[What you need to do]:
Extend the blog post about James White and the early-1980s New York art-punk scene, picking up after its final sentence.

[Selected text]:
:::
Thursday, March 2, 2006

(okay, so I’m pretty sure that this week is just going to be devoted to videos. probably quite a bit more to come.)

The New York art-punk scene of the early 1980s was as incestuous as it was stylistically diverse, and James White (ne Chance) is as good an example as any of both descriptions. He played with Lydia Lunch in Teenage Jesus and the Jerks, did his own thing with the Contortions, and eventually, thankfully, decided upon this particular musical iteration.
:::
Stored entries
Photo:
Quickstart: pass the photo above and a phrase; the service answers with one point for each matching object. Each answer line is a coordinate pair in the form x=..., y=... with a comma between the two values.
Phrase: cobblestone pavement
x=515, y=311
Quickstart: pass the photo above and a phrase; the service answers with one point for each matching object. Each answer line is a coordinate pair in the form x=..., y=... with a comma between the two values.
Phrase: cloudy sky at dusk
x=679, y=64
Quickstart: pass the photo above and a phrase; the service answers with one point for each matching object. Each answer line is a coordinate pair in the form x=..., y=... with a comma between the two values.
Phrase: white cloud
:::
[Exercise response]:
The clip here is of “Sax Maniac” (m4v), and comes from the oft-cited, spotty scene film Downtown 81, which ostensibly revolved around the life and times of (not misunderstood but overrated and who definitely looks like Tracy Morgan) Jean-Michel Basquiat, but was in truth nothing more than a thinly veiled excuse to work in live performances from all sorts of NYC bands of the era, and thank goodness for that. While the probably improvised acting and what passes for narrative in the film is worse than the Clash’s Rude Boy, the performances themselves are amazing, with The Plastics, DNA, and Kid Creole and the Coconuts also making appearances. Nothing beats the stage-filling soulful skronky art-funk JC and the B’s,–the best part of a bizarre but must-see visual document of a short-lived scene.